- Opening Delimiter -

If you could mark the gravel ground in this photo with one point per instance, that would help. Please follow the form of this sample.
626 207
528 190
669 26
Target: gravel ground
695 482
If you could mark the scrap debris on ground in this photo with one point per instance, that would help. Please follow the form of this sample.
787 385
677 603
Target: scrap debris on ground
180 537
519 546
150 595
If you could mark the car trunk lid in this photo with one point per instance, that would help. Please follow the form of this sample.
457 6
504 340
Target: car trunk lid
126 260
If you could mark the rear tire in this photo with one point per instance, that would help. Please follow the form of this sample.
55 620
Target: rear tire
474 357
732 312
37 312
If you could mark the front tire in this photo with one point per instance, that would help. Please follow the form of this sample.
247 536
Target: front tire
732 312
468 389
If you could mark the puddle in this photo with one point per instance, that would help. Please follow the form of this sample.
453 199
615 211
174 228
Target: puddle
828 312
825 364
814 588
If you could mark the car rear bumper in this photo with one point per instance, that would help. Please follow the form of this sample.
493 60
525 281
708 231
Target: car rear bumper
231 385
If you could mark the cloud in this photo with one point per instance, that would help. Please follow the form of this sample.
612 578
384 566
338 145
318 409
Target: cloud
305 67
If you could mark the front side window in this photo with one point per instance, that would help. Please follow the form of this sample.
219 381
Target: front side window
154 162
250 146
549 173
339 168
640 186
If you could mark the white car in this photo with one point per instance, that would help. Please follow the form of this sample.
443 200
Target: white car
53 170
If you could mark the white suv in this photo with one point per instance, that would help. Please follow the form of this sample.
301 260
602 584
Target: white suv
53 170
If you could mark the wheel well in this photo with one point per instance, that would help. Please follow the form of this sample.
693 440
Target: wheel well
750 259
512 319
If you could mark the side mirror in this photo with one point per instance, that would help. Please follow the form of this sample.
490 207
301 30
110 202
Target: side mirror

- Closing Delimiter -

Output the listing in full. Leave every line unchanged.

If you could mark the gravel ground in this photo with one point per instance, that would help. Please follow the form of this sample.
626 207
528 190
669 26
Target: gravel ground
695 482
If you could mark the scrap debris on ground in this photo with one point per instance, that would help. Please follow the form of this sample.
787 385
677 603
Target: scrap debris on ground
180 537
519 546
150 595
If you could mark the car trunk lid in this photo with one point per instance, that would help. Please follow the form of this sample.
457 6
504 340
Target: car trunk lid
126 260
If you could mark the rear tire in this photo with one point per instance, that would help. Please follow the form of this sample.
55 620
Target: rear tire
474 357
732 312
37 312
If you could mark the front tire in this photo with one point per instance, that would help. Please follow the form of this sample.
247 536
Target: front tire
732 312
468 389
If you could mark the puddle in this photo with one point per instance, that would help. Please follow the form of this sample.
453 199
615 211
174 228
Target: puddle
828 312
825 364
814 588
If you could mark the car rear bumper in this photo with one point per instance, that would help. Please follow the form of this sample.
493 60
525 281
708 231
Target: car rear bumper
231 385
If you could mark the cloud in this photo with one point per instance, that would help. Please follow the form of this sample.
612 578
384 566
338 145
318 409
Target: cloud
305 67
If you could mark the front side window in this photo with one point per instance, that would help. Please follow the form of this sample.
219 381
Target: front side window
154 162
250 146
549 173
339 168
640 186
If you could mark the white car in this photo with one point per instance, that would help. Please follow the form of this sample.
443 200
Target: white car
53 170
If you could mark the white suv in this photo with one point per instance, that would help. Please follow the form of this sample.
301 260
602 584
Target: white suv
53 170
If you could mark the wheel well in this photo with one point per instance, that would help. Please follow the form of this sample.
693 440
Target: wheel well
750 259
512 319
If you could mark the side mirror in this photo with one point per instance, that would help. Please follow the form of this sample.
490 207
301 30
110 202
Target: side mirror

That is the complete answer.